- [SOURCE EXTRACT]:
The Act provides nothing more than a basic framework for the 90-day moratorium and exemption process, with the details to be set forth in implementing regulations. The effective date of the new law is May 21, 2009. The commissioners are to issue emergency and final regulations no later than 10 days after the effective date. The regulations must create an application form for the exemption process, clarify the application of Sections 2923.52 and 2923.53, and establish requirements regarding the reporting of loan modification data by servicers. The moratorium provisions become operative 14 days after the issuance of the regulations. The new provisions remain in effect until January 1, 2011, unless extended.

The new law requires the Secretary of Business, Transportation and Housing to make periodic reports to the Legislature on implementation and actions taken under the Act. The initial report is due three months after the first exemption is granted, and subsequent reports are due every six months thereafter. The commissioners are required ("within existing resources") to collect data from "some or all" servicers on loan modifications accomplished under the Act, and to make the data available on an Internet web site at least quarterly. The Secretary of Business, Transportation and Housing is required to maintain an Internet web site that contains information regarding final exemption orders, including links to web sites that describe loan modification programs. This might suggest that servicers who receive final orders must maintain such web sites, but the new law does not specifically require it.

(Stored records)
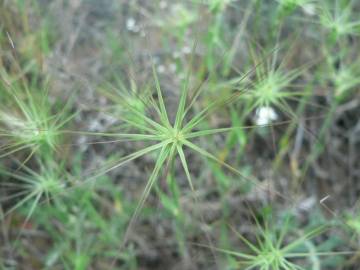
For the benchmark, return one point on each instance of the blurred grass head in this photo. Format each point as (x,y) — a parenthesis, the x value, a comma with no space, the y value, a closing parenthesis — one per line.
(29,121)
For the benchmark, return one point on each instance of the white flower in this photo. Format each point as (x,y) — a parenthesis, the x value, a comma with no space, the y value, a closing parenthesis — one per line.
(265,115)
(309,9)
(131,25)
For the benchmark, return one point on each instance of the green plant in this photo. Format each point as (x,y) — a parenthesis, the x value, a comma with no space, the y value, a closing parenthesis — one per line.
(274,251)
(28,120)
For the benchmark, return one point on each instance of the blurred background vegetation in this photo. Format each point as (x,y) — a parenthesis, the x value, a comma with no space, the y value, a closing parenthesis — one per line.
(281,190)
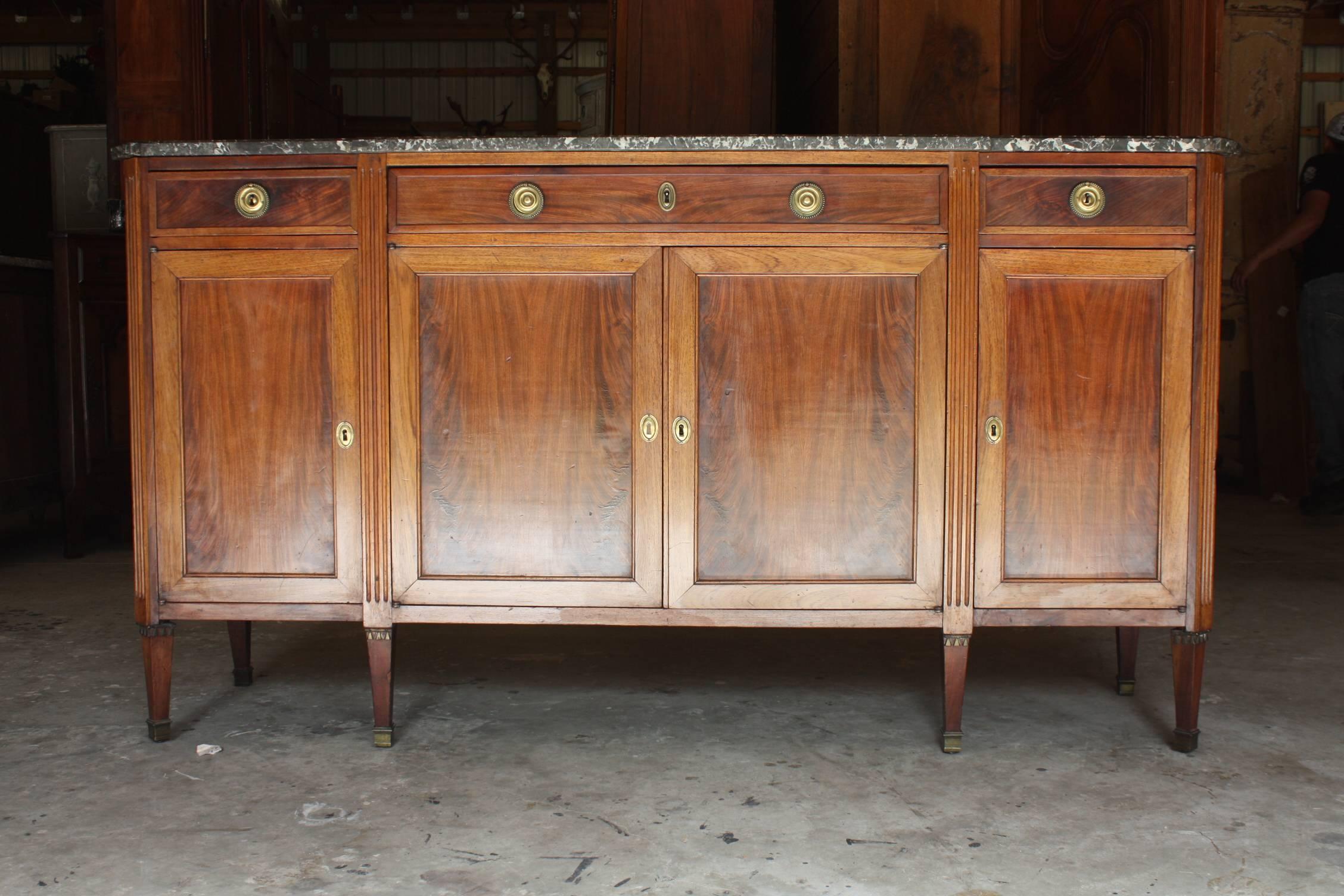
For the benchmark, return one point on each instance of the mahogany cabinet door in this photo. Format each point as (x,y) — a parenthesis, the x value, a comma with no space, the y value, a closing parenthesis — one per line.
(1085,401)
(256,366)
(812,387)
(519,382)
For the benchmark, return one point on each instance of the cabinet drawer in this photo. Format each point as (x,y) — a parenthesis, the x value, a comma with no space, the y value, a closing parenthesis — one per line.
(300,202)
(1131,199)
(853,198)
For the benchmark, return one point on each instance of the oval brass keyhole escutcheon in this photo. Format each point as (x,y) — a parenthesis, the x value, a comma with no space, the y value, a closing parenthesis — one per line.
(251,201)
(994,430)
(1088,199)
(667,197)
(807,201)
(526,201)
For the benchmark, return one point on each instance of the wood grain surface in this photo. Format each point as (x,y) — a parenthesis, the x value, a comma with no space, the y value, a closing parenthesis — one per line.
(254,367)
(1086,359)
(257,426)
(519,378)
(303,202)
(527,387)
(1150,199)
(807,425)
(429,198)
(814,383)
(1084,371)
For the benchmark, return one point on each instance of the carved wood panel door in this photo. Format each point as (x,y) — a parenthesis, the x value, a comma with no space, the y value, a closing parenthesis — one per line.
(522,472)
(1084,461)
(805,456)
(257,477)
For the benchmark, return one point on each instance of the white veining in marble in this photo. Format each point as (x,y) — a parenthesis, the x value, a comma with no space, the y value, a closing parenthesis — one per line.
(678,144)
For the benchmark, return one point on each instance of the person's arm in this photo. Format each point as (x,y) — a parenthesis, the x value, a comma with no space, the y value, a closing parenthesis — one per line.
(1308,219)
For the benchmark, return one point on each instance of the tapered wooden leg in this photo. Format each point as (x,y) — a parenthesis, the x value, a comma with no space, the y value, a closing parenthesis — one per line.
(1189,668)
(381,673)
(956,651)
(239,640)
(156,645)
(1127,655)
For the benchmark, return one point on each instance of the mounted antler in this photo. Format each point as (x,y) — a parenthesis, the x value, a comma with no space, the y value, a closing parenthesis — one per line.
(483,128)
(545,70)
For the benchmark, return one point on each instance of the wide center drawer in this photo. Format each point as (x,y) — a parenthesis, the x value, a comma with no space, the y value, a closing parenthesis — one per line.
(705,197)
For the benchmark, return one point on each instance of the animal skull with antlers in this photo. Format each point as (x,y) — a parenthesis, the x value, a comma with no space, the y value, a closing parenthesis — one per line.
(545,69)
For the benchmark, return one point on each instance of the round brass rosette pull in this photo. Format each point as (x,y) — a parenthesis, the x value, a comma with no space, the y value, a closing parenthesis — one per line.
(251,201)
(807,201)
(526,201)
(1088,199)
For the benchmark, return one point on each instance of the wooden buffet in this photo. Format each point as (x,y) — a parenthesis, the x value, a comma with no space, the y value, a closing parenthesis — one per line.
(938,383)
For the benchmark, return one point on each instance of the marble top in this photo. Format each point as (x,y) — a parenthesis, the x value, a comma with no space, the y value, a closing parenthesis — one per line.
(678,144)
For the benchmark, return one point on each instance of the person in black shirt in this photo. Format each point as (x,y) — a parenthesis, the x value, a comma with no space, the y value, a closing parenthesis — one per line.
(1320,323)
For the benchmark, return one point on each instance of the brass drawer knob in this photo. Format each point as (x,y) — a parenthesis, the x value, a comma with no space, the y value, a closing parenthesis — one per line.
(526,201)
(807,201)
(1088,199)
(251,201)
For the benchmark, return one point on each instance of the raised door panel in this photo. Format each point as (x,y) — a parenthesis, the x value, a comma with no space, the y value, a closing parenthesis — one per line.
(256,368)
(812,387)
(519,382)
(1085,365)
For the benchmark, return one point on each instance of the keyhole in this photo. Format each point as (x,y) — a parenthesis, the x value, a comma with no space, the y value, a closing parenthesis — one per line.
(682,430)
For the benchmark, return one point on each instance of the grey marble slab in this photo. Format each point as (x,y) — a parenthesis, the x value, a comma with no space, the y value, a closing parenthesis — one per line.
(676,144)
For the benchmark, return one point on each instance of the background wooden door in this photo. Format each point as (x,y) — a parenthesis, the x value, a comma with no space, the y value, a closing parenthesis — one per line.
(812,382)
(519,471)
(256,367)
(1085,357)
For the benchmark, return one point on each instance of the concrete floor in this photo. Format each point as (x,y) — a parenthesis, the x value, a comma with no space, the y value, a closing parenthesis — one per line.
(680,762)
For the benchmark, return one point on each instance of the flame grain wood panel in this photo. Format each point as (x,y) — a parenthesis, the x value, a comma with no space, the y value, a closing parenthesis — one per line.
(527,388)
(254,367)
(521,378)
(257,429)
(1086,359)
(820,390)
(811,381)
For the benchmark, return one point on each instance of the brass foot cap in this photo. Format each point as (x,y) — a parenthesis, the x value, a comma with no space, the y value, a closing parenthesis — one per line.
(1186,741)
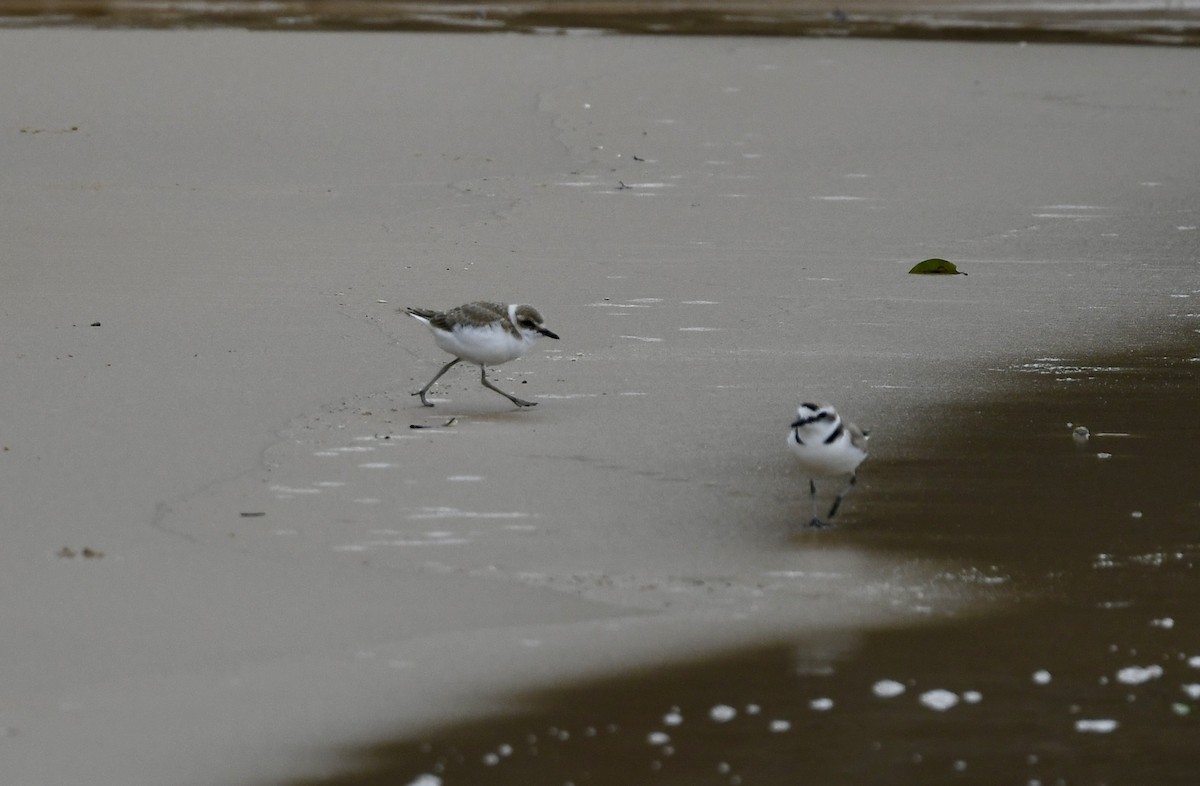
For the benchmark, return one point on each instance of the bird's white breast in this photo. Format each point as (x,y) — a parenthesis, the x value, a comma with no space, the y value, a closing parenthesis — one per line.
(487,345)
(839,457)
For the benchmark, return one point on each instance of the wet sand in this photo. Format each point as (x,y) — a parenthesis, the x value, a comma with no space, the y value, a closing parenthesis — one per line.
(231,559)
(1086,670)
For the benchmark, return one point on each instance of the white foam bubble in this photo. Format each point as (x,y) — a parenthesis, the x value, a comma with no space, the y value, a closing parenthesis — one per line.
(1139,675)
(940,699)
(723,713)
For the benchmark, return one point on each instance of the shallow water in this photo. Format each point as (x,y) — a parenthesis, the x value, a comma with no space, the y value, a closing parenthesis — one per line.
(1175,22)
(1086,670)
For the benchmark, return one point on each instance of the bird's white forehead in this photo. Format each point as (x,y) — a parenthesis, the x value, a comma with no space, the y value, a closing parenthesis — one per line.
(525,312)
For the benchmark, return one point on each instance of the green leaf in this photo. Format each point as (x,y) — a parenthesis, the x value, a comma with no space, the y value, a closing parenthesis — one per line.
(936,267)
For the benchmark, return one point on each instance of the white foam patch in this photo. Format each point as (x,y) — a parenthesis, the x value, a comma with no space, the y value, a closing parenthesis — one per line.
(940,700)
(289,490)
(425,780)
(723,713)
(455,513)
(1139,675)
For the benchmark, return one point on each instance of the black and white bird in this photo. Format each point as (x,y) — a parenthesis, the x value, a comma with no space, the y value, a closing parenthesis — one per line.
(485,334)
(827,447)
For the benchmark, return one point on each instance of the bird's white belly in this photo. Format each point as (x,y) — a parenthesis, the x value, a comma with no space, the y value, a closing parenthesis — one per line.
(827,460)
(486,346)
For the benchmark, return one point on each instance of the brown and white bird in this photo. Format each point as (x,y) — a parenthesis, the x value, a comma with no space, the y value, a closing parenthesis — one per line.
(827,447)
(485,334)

- [GOAL]:
In the summary of the moratorium law, how often are the Secretary of Business, Transportation and Housing's reports due after the initial one?

- [SOLUTION TO THIS EXERCISE]:
Every six months.